[Region pointing data]
......

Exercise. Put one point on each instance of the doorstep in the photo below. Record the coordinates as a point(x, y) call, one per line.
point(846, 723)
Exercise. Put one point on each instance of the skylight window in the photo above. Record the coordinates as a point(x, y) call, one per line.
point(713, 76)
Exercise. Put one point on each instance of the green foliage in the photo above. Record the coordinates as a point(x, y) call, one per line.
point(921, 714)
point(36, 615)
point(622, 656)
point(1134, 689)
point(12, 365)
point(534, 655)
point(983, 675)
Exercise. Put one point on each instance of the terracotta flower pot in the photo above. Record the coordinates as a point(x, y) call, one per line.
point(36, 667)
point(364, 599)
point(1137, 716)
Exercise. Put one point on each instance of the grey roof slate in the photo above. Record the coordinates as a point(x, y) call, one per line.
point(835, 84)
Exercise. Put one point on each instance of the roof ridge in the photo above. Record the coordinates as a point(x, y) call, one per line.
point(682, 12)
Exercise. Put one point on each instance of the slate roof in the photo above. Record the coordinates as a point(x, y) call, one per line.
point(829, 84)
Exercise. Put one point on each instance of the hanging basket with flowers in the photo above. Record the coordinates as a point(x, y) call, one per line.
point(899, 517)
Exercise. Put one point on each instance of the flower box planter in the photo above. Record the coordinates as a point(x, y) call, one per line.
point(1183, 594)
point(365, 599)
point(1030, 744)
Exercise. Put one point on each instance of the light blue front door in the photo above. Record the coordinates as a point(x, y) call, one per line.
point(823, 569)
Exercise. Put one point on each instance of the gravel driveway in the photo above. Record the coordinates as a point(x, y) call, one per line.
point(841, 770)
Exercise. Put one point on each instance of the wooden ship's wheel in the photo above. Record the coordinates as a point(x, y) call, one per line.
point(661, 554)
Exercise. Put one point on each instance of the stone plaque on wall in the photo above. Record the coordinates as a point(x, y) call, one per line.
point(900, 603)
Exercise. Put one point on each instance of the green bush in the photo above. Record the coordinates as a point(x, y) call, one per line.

......

WORK REQUEST: Write every record out again exactly.

PROBLEM SOLUTION:
Exercise. Put one point on each instance of the doorstep in the photo below. Record the coordinates as a point(x, y) call, one per line.
point(846, 723)
Exercise. Put one point on each instance of the skylight window in the photo above. Record the coordinates as a point(x, y) call, one per line.
point(713, 76)
Exercise. Put one point on each instance of the green foliage in the photo above. Record the coordinates as a point(x, y) call, one per line.
point(921, 714)
point(36, 615)
point(622, 656)
point(1134, 689)
point(12, 365)
point(534, 655)
point(983, 675)
Exercise. Put one point on each instance of the terracotta flower pot in the photo above. Record the coordinates as a point(x, y) call, one per line.
point(36, 667)
point(364, 599)
point(1137, 716)
Exercise. Put one point on each instance of the grey roof slate in the photo above. Record the coordinates as a point(x, y) call, one per line.
point(835, 84)
Exercise. Put one point on each instance of the roof ridge in the photo above. Record the coordinates as a point(x, y) call, one per line.
point(682, 12)
Exercise. Put one point on each instance of the slate roof in the photo above. Record the coordinates as a point(x, y) call, one per line.
point(829, 84)
Exercise. Put one point on each instance of the hanging basket with flowers in the photo above. Record the coordinates as a point(x, y) call, one per line.
point(899, 517)
Exercise. Put one point on each instance of the flower box planter in the photo above. Record the coordinates as a point(x, y) call, one per line.
point(1183, 594)
point(365, 599)
point(1030, 744)
Exercise. Put one point on each instance of the light blue front door in the photo above. Record the coordinates as a point(x, y) call, one per line.
point(823, 569)
Exercise. Put one point on each instance of the gravel driveway in the photo above. Record the coordinates as a point(x, y) call, one per line.
point(841, 770)
Exercise. Put one point on each instance of the wooden ship's wheel in the photo above. Record the coordinates as a point(x, y) call, one per line.
point(661, 554)
Exercise. Put one point on each instance of the stone plaque on wall in the photo above. Record the coordinates as a point(x, y) call, one per line.
point(900, 603)
Exercise. Put one point on each instance of the green bush in the photo above. Record the coordinates as a point(x, y) call, one per line.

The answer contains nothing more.